**REQUIRED WORK**: The response should consist of every line below, unchanged.

(Dataset entries)
────────
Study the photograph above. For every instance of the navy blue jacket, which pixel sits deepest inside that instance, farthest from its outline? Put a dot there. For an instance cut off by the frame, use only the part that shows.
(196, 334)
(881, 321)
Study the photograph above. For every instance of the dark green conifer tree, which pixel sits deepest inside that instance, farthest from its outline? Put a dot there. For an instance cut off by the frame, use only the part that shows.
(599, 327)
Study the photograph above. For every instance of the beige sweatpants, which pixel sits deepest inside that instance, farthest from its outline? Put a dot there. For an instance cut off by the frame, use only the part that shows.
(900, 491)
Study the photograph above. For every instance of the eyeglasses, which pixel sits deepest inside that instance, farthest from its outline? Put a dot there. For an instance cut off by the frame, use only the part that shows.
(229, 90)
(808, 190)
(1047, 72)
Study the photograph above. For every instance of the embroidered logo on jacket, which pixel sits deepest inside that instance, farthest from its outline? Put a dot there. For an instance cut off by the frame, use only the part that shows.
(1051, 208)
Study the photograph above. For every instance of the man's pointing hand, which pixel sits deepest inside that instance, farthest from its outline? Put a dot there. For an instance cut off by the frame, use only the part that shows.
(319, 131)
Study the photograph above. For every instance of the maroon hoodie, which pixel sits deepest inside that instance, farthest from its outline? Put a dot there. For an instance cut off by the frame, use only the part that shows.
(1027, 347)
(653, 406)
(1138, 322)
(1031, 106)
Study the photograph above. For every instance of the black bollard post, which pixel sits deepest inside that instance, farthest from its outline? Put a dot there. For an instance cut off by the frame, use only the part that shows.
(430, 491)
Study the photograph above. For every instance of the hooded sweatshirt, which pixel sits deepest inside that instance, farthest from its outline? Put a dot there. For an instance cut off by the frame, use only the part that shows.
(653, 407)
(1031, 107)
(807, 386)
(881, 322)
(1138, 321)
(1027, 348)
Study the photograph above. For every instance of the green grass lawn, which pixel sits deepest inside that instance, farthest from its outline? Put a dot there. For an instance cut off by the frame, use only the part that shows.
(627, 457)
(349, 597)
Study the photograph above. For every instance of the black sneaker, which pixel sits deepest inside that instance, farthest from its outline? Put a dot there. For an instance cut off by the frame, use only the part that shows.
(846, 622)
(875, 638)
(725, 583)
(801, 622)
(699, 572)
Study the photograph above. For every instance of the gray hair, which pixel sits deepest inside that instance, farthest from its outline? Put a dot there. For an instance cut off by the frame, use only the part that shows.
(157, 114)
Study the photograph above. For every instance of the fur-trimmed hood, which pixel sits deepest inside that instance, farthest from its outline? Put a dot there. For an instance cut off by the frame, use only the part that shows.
────────
**EXPECTED ANSWER**:
Study the photograph above. For every instance of the navy blue jacket, which pixel sits deepest inside that instance, farthest from its outline? Put a dot there. For an instance cut off by the frame, use only the part that shows.
(196, 334)
(881, 321)
Study the photograph above. For every instance of the dark green conifer tree, which pixel sits deepest inside that instance, farthest from its outline? Put a dot there. For an instance cut off by the frame, use only the part that shows.
(599, 327)
Study the photograph above. For every instance of the beige sweatpants, which pixel sits deepest inside that instance, farthest from its outline? Put a dot there. For an instance cut off by the frame, use only the part that shows.
(900, 491)
Study the photograph above. For every instance of the eyeglasses, which pixel sits deepest inside that instance, farthest from its outline? Put a dot there. For an instance cut off by the frame, use only the part that shows.
(229, 90)
(808, 190)
(1047, 72)
Study the photograph above. For every instance of the embroidered logo on jacket, which pixel sits deepest inside that instance, farthest from its outline? Put a dot there. For an instance cut off by the frame, use only the part that shows.
(1051, 208)
Study the photograph above. For every instance of the man's pointing hand, which pixel sits deepest inside that instance, farthest from its outline? Put a dot there. For an instance cut off by the frame, use only the part that shows.
(319, 131)
Study the photograph above. For every instance of the maroon hoodie, which pixel sits deepest inside that instance, farthest from its outline? Put a dot there. For an instance cut off by the frame, use only the part that shows.
(1027, 347)
(653, 406)
(1138, 322)
(1031, 106)
Study the photograph above. For every instance of the black bollard post, which pixel sits deepest inside that instance, farthest from its outline? Put a dot there. For an instance cut off by the frame, use only the part that shows.
(430, 491)
Study the photograph above. For every instance of the hooded sweatshirt, which pixel sits deepest inside that instance, farthest from its outline? Put a dot there. For an instance cut off by the frame, use only the part that shows.
(653, 407)
(1031, 107)
(807, 386)
(881, 322)
(1138, 321)
(1027, 348)
Study the photograph above. For every instance of the green grass lawn, which pixel sits deepest inside that instance, farthest from its outline? Put a dot there. For an instance cut off by the frame, use only the part that shows.
(627, 457)
(349, 597)
Study the photograph above. For every instance of the black sneaker, which pixel sits deepest inside that instance, farthest from its outline? Put a dot there. For an instance cut off by the frame, use only the part that shows.
(846, 622)
(875, 638)
(725, 583)
(801, 622)
(699, 572)
Study the photograph above. For every instance of the gray hair, which pixel sits deepest inside that instance, farthest from its outline? Put a dot there. For an instance cut off by the frame, use only the part that shows.
(157, 114)
Study the photograph above. For every instance of the fur-trimmed hood, which pixel sits deepest inside that instance, farthest from its outline? Put a dot there. For an instance cut off by the frame, use only the part that shows.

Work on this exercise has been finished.